Exercise inputs.
--- Begin ---

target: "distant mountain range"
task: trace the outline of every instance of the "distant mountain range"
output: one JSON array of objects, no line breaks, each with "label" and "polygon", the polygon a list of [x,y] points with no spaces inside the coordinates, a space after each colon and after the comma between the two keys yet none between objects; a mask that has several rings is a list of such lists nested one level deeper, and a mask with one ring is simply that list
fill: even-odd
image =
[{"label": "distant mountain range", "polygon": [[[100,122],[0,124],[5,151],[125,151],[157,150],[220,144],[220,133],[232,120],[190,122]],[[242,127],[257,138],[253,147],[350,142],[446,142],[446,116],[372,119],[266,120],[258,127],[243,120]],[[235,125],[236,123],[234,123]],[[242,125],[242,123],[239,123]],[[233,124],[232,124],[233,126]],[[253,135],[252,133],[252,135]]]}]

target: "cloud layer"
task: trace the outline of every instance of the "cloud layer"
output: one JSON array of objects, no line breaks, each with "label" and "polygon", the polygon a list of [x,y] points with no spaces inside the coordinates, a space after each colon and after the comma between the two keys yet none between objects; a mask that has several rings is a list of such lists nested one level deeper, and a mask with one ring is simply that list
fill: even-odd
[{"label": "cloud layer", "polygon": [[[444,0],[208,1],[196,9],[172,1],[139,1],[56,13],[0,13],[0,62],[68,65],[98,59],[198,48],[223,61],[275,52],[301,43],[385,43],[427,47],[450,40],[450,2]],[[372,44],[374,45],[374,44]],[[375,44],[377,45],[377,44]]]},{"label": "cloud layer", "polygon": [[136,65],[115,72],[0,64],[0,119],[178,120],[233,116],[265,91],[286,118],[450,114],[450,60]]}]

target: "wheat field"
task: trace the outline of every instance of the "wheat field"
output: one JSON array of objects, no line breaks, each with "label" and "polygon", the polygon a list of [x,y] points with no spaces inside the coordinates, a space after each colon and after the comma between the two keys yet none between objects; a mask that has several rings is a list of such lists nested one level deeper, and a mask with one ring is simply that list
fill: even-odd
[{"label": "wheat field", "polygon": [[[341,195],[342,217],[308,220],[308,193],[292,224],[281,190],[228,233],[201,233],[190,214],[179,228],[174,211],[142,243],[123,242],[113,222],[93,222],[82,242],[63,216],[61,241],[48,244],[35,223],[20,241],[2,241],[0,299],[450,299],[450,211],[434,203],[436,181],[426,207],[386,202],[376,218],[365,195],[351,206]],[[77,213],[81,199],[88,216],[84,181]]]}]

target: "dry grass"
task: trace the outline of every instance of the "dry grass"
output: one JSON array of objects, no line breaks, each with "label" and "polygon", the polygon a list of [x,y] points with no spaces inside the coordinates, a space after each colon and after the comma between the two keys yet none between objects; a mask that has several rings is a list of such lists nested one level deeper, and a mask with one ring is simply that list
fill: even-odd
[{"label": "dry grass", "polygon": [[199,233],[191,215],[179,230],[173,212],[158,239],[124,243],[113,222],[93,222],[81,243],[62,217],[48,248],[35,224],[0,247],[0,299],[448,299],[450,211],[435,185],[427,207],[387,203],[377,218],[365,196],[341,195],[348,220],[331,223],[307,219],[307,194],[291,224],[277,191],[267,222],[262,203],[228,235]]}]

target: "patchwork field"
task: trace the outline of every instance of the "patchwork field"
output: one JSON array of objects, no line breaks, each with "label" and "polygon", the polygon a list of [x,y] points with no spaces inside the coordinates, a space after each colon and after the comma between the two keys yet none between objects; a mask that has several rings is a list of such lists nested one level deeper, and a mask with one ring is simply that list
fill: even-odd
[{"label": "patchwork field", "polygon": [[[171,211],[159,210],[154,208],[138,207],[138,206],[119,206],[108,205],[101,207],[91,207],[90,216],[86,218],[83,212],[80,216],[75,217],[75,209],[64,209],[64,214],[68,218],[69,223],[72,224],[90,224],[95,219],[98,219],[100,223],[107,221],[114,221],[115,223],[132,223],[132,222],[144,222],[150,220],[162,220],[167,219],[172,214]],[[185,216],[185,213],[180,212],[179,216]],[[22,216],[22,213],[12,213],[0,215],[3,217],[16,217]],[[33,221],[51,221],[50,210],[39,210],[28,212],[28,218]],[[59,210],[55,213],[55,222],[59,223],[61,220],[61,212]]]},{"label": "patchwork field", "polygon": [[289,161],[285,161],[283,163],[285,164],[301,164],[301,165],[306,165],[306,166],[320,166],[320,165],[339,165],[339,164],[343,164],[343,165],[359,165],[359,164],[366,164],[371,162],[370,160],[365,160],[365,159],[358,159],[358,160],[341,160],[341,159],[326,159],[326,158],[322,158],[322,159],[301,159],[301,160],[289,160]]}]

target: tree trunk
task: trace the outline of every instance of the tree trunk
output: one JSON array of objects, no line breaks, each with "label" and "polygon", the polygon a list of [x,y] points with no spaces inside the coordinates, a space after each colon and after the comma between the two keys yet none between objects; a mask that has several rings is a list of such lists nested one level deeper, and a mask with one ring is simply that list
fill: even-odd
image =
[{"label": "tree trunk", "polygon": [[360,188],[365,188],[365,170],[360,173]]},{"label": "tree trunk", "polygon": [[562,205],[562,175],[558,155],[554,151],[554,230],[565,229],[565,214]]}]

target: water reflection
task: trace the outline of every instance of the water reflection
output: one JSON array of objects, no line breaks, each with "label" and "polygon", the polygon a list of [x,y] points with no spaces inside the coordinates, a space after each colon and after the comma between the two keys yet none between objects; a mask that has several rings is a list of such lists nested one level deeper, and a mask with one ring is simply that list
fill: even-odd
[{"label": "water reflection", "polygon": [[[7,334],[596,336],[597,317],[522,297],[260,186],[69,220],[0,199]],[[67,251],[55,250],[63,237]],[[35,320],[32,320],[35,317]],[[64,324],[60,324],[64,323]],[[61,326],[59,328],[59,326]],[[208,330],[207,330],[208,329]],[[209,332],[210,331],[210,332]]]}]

--- End ---

Given task. Quote only the lines from the line containing "target: tree trunk" through the end of the listing, please, keeping both the first and the last line.

Task result.
target: tree trunk
task: trace the outline of every instance of the tree trunk
output: one JSON array of objects, no line breaks, each with "label" and "polygon", the polygon a list of [x,y] points with no spaces inside the coordinates, a space after each colon and after the comma between the two keys yet none between objects; a mask that has several rings is a list of such lists nested one level deeper, and a mask with one ring is simply that list
fill: even-odd
image =
[{"label": "tree trunk", "polygon": [[360,188],[365,188],[365,170],[360,173]]},{"label": "tree trunk", "polygon": [[562,205],[562,175],[558,155],[554,151],[554,230],[565,229],[565,214]]}]

target: water reflection
task: trace the outline of every instance of the water reflection
output: one JSON array of objects, no line breaks, each with "label" and "polygon", the polygon a list of [x,y] points with no spaces inside the coordinates, a space after each colon and after the comma between the two keys yet none between objects; a mask that has several rings is a list of such lists nested one level deeper, and a mask with one ring is simply that list
fill: even-odd
[{"label": "water reflection", "polygon": [[[7,334],[596,336],[597,317],[522,297],[260,186],[69,220],[0,199]],[[67,251],[55,250],[63,237]],[[35,320],[32,320],[35,317]],[[64,324],[60,324],[64,323]],[[61,326],[59,328],[59,326]],[[208,330],[207,330],[208,329]],[[209,332],[210,331],[210,332]]]}]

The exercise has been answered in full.